• **Dataset content**
=======

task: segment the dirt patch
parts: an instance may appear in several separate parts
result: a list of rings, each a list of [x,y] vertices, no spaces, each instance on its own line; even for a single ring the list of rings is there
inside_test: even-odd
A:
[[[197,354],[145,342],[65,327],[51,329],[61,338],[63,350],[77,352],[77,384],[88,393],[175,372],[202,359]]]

=======

• **Your goal**
Please filter the entries for the word "even" and copy the lines that have it.

• **Exercise output**
result: a list of rings, each a list of [x,y] vertices, no spaces, each instance on its own line; even for a single ring the list of rings is there
inside_test: even-odd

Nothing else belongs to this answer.